◆ Aim:
Copy the records below verbatim, starting at the line that contains "For the test set, locate each instance of the green stem" and ending with the final line of the records.

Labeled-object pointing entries

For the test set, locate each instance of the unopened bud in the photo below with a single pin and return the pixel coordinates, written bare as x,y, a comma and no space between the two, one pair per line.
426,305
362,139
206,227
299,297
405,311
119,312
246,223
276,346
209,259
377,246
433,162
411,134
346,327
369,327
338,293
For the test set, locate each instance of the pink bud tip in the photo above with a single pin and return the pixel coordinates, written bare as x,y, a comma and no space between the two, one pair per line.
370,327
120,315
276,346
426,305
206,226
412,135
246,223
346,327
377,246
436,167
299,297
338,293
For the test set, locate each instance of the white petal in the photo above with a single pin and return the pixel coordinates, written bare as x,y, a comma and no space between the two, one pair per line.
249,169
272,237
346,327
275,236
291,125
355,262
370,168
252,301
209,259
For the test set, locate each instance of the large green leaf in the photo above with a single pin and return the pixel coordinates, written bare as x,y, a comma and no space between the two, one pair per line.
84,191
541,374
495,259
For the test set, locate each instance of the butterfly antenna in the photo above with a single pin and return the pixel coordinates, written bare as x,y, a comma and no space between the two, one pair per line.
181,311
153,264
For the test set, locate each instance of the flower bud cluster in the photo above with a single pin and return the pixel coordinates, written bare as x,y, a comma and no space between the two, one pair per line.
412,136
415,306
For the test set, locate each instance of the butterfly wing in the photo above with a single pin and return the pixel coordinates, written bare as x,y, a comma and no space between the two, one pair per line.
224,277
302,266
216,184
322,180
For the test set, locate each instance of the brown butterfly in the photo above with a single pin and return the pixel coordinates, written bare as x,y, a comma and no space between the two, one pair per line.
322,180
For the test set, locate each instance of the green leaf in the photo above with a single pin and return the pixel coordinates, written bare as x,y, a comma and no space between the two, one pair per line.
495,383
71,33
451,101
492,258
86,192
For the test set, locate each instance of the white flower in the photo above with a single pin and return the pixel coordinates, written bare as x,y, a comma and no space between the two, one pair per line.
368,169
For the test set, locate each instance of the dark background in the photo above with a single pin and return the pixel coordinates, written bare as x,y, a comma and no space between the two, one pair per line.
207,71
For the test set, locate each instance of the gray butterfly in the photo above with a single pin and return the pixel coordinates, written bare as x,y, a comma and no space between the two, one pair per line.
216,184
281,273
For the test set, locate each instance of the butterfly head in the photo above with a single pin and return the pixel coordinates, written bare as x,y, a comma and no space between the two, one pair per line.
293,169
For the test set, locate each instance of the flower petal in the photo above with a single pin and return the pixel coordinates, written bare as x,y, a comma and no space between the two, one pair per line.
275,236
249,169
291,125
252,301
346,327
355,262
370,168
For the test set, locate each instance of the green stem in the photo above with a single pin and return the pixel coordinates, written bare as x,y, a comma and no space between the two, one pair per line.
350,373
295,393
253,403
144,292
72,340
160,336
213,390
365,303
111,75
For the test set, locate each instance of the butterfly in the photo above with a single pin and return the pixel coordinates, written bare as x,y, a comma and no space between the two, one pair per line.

◆ Finished exercise:
For the test set, locate each instance of the green stem in the photo above with a single pin and return the pixel coordinates, written bare as x,y, a comma and no space between the two, one pair per line.
350,373
295,393
253,403
144,292
72,340
160,336
213,390
365,303
111,75
For the test set, locate each instance of the butterfly in the photo above with a single pin and return the pixel coordinates, written bare as x,y, a comma and no space between the two, one pair per line.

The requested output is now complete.